● EXTRACTED INFORMATION:
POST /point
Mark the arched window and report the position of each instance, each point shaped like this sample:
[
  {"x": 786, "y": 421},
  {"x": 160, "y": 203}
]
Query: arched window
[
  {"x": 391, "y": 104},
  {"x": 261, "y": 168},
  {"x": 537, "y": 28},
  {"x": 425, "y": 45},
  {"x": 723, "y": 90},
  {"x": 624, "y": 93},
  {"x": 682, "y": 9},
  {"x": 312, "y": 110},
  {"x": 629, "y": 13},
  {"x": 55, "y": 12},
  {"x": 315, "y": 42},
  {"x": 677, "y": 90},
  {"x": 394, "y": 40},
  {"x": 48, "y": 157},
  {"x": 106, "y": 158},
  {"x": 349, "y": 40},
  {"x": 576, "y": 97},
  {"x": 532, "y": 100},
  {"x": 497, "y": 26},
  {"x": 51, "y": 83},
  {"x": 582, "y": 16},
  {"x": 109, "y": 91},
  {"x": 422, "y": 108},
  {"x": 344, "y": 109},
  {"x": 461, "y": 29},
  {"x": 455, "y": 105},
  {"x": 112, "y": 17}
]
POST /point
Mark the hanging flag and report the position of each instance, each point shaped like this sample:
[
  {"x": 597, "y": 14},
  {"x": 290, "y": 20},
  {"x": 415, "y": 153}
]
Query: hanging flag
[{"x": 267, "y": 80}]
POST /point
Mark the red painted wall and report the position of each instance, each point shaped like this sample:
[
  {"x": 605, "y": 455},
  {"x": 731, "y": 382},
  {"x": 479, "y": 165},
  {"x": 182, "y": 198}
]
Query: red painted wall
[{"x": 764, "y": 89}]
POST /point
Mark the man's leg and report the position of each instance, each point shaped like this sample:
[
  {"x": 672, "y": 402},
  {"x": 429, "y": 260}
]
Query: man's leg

● EXERCISE GOAL: The records above must be retyped in full, exactly as written.

● SOLVED EXERCISE:
POST /point
Mark the arched window and report the position of each instance, each point shaped like this sample:
[
  {"x": 786, "y": 421},
  {"x": 160, "y": 203}
]
Query: arched window
[
  {"x": 391, "y": 104},
  {"x": 261, "y": 168},
  {"x": 537, "y": 28},
  {"x": 425, "y": 45},
  {"x": 723, "y": 90},
  {"x": 624, "y": 93},
  {"x": 682, "y": 9},
  {"x": 312, "y": 110},
  {"x": 629, "y": 13},
  {"x": 55, "y": 12},
  {"x": 315, "y": 42},
  {"x": 677, "y": 90},
  {"x": 394, "y": 40},
  {"x": 48, "y": 157},
  {"x": 106, "y": 158},
  {"x": 349, "y": 40},
  {"x": 576, "y": 97},
  {"x": 532, "y": 100},
  {"x": 497, "y": 26},
  {"x": 51, "y": 83},
  {"x": 582, "y": 16},
  {"x": 109, "y": 91},
  {"x": 422, "y": 108},
  {"x": 344, "y": 109},
  {"x": 461, "y": 29},
  {"x": 455, "y": 105},
  {"x": 112, "y": 17}
]
POST /point
Mark the hanging flag and report the position of each instance, each point shaped like this sample:
[
  {"x": 597, "y": 14},
  {"x": 290, "y": 20},
  {"x": 415, "y": 153}
]
Query: hanging flag
[{"x": 267, "y": 80}]
POST /point
Mark the red painted wall and report the position of each instance, each point shaped like this sample:
[
  {"x": 605, "y": 455},
  {"x": 731, "y": 382},
  {"x": 479, "y": 165},
  {"x": 182, "y": 198}
]
Query: red painted wall
[{"x": 764, "y": 89}]
POST /point
Mark the man's leg and report the position of each instance, each point shaped like this sample:
[
  {"x": 672, "y": 402},
  {"x": 429, "y": 260}
]
Query: man's leg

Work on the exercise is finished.